# EXCERPTED PASSAGE
====
And wouldn’t you know it, the New York Times was outraged.  According to the paper’s unsigned editorial, what had happened was this: A delegation of compassionate globalist Americans had gone to the Mekong Delta in the wake of 1995’s lifting of the trade embargo, had suggested that the Vietnamese communists take advantage of their country’s topography and tiny wages, and had urged the creation of a “catfish industry” that, logically, would challenge the American market.  The Vietnamese had taken the advice, had “became one of globalization’s brightest stories in the 1990’s,” and now the racist American protectionists wanted to destroy them.  (Did I mention that Trent Lott favored catfish protection?  Uh huh.)  The 2003 editorial, “Harvesting Poverty: The Great Catfish War,” had more than a whiff of disdain for the Southerners (the American Southerners) who stood to benefit from not having their livelihoods destroyed.  The phrase “To the dismay of the Mississippi Farm Bureau,” by itself as a qualifier, tells you all you need to know to identify the deplorable nature of this unfair fight of bigoted rich white Southerners (of course, black Southerners also worked in this industry) against millions of innocent Vietnamese communists.  And after all, by the economics of the Newspaper of Record, the fact that, thanks to globalism, Vietnam’s “rural poverty rate was slashed to 30 percent from 70 percent” should have caused every deplorable tongue to say thank you for taking my job and for flooding my supermarket with frozen shark cats.  Viva globalism!
====
# SET OF TASKS
**A)** Answer these questions about the catfish trade passage, one per line:
(i) In what year was the trade embargo lifted?
(ii) What was the title of the 2003 editorial?
(iii) What rural poverty figures for Vietnam does the editorial give?
**B)** Carry the catfish trade passage forward with one more paragraph, picking up right after its final sentence.

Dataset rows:
====
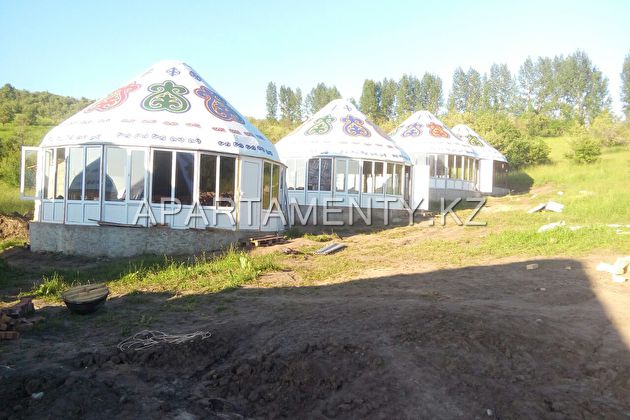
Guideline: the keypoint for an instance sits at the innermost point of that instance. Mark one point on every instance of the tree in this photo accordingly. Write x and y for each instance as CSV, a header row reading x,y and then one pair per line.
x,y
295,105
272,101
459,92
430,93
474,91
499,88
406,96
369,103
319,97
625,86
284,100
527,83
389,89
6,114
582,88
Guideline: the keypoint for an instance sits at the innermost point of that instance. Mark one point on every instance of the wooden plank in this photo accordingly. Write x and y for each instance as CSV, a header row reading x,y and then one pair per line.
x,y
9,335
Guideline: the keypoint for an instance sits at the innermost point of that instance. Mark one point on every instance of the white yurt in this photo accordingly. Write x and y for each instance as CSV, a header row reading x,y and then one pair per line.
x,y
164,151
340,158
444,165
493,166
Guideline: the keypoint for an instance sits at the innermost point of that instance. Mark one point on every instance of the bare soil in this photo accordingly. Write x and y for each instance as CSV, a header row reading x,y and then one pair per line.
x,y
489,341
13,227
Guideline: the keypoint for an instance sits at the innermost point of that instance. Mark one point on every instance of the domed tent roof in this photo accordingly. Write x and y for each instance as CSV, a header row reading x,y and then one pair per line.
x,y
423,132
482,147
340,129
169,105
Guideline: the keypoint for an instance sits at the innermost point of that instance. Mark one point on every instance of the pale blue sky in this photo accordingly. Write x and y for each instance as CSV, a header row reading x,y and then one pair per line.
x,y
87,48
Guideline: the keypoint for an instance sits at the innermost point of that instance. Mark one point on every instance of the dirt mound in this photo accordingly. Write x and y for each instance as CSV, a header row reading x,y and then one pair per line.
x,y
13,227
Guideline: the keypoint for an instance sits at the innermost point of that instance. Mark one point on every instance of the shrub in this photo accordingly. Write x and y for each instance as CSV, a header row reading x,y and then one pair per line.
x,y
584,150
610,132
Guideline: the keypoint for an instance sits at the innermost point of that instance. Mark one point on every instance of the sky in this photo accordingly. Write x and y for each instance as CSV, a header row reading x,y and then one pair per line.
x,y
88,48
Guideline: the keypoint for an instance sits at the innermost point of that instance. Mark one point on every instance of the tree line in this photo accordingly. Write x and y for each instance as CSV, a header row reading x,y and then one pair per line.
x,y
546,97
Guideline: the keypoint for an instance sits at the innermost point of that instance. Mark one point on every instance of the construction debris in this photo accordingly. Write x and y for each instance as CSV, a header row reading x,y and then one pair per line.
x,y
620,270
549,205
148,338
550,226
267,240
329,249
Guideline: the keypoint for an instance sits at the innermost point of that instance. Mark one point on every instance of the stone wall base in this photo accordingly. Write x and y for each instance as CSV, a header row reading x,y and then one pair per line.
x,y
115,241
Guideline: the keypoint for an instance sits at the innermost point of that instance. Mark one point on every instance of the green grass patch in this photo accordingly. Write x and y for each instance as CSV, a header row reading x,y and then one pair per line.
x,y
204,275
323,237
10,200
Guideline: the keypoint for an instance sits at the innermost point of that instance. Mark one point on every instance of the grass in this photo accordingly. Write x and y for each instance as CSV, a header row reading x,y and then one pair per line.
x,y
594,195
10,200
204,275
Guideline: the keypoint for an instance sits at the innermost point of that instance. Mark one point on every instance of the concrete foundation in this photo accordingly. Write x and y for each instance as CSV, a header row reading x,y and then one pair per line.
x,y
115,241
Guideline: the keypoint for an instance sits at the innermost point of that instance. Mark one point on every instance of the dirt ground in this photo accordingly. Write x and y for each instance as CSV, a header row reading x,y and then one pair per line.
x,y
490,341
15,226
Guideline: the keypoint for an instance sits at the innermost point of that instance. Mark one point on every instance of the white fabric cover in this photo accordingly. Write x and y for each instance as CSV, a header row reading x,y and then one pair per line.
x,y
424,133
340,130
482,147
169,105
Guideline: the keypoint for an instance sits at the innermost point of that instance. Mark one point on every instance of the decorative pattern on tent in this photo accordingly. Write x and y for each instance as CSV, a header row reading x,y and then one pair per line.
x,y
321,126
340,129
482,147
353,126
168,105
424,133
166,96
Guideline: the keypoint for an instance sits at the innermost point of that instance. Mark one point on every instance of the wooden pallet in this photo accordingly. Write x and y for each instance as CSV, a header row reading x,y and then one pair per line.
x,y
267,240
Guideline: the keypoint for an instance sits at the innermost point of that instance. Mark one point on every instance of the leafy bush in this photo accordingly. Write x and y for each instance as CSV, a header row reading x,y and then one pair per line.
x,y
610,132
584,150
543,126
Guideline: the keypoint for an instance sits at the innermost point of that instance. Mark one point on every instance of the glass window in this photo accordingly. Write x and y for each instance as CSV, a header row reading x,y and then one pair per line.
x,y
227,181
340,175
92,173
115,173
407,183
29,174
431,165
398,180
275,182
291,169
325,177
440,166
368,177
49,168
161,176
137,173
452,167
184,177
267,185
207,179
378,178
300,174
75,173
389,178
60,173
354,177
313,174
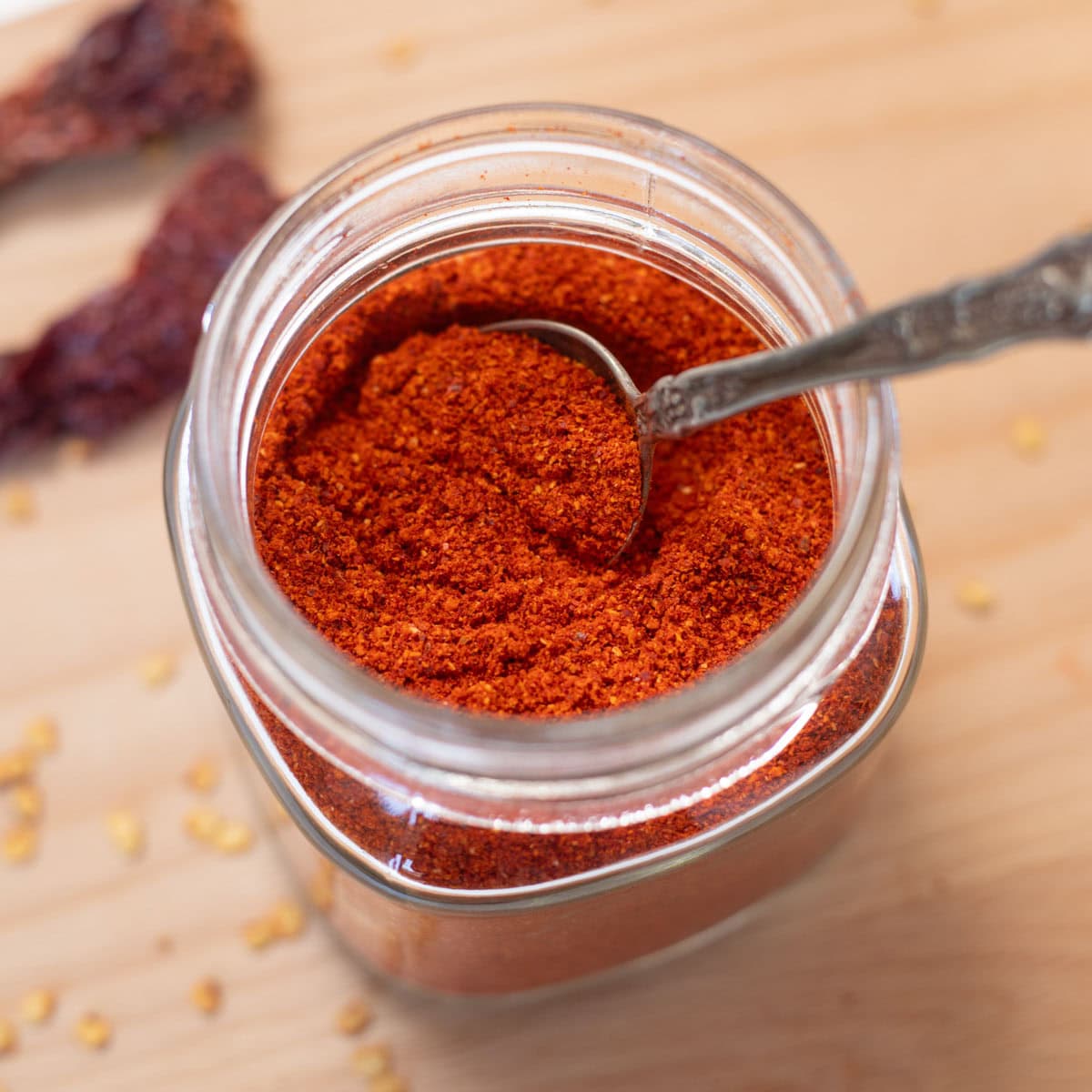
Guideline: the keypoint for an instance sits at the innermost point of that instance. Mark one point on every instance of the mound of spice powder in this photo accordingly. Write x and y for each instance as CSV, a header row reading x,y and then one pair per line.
====
# RESPONSES TO THE TASKS
**A)**
(i) 1995
(ii) "Harvesting Poverty: The Great Catfish War"
(iii) The rate was cut to 30 percent from 70 percent.

**B)**
Stepping into the breach on behalf of the Vietnamese worker was America’s Senator, John McCain: “He considers this case not only naked protectionism but also a betrayal of the nation’s strategic commitment to use trade to encourage change in a Communist society.”  Remember, this was 2003, and McCain wasn’t running against the Messiah at the time, so he qualified as a hero and an expert on economics, war, and morality in the eyes of the Times, a status that returned to him when in 2015 he told The New Yorker that Trump supporters were “crazies” for wanting to deport illegal aliens; a statement that precipitated Trump’s unwise rejoinder about liking war pilots who don’t get captured.  McCain was useful when he was useful, and otherwise just another white supremacist.  In this case, his harrowing stint as a prisoner of war in Hanoi afforded him the authority to speak on the quality of fish farmed in the Mekong Delta.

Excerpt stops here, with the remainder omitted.